Goal. Please add 83 to each bounding box coordinate in the answers within the stretch from the line containing "QA audit note: the metal" through the end of the records, and reproduce every line of that stretch with the new numbers.

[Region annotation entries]
⟨

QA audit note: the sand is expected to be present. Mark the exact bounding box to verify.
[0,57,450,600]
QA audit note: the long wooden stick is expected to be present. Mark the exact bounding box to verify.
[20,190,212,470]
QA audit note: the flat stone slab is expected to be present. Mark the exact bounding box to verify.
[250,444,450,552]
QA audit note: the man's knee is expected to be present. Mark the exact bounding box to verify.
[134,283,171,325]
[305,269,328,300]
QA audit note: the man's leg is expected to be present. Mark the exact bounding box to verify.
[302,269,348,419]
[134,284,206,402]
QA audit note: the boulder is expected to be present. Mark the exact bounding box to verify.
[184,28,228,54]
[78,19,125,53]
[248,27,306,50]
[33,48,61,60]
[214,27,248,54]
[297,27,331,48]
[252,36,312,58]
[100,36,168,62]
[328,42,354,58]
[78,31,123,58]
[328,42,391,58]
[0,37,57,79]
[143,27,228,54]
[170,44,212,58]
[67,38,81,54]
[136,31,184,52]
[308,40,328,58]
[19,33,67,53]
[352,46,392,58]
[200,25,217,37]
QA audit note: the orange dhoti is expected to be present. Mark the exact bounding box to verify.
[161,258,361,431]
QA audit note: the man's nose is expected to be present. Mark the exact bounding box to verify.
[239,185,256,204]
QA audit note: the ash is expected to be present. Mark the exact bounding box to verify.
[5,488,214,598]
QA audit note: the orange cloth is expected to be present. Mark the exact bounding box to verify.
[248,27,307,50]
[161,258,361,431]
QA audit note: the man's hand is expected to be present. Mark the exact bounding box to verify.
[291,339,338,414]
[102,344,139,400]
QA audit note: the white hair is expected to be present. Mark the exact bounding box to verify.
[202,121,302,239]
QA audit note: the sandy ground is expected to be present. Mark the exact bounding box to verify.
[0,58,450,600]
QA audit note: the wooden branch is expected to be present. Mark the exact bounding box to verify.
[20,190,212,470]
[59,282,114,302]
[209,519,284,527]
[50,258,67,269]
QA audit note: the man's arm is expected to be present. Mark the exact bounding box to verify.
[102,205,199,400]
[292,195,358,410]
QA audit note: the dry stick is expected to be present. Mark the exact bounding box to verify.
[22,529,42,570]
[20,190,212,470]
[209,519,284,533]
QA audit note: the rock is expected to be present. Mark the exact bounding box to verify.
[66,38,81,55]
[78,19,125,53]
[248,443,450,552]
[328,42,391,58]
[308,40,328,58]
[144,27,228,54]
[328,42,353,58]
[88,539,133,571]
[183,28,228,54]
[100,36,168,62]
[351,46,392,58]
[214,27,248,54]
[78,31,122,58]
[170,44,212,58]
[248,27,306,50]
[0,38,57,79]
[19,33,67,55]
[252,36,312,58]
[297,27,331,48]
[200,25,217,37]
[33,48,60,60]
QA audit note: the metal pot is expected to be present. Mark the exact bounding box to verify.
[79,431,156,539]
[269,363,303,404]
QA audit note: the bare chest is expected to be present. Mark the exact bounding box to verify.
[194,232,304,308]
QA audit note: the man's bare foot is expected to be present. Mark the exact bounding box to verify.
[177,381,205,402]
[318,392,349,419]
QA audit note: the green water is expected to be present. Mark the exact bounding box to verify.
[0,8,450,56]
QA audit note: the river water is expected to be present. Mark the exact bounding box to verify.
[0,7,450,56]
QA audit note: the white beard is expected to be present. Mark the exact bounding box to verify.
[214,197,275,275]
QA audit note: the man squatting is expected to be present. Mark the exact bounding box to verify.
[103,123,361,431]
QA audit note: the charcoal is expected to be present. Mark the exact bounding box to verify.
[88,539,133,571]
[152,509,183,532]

⟩

Exercise solution.
QA audit note: the metal pot is expected to be present. Mark the exact bounding box to verify.
[162,514,239,622]
[352,446,386,487]
QA audit note: the bare chest is expected to be present. Mark the exact bounding box to verify.
[277,315,387,391]
QA audit note: the man's bare foot is expected to be present. Mark the exact bounding box to verify.
[260,464,288,485]
[401,475,432,502]
QA audit note: the green water is expected to be present. Mark the exact bounding box to verify.
[83,91,533,139]
QA audit note: the river water is expected to be present. Mark the exact bounding box to verify.
[83,90,533,139]
QA audit note: the white beard is expected to be present. Mark the exact bounding box to verify.
[297,280,358,358]
QA audit note: the man squatting is expected to be present. Mark the exact bounding box to verify.
[186,206,444,514]
QA audit note: the charcoal is expected to be present. Mark the exact bounding box to verify.
[171,622,216,654]
[235,592,266,615]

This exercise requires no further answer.